* **WRITTEN PROBLEM**
Count the lines in the entries below that contain the string "instance", where case counts, and reply with only the number.

* **EXTRACTED DATA**
——————————

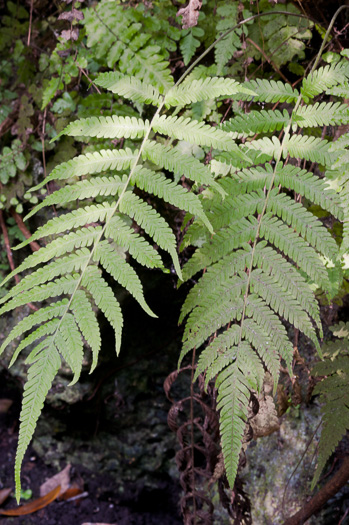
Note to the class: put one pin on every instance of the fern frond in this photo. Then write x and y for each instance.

——————————

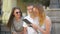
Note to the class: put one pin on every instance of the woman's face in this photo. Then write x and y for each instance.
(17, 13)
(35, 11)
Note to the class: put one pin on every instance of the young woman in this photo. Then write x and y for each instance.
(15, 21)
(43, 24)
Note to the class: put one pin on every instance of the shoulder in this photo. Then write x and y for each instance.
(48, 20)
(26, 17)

——————————

* **SOLUTION TO THIS TASK**
4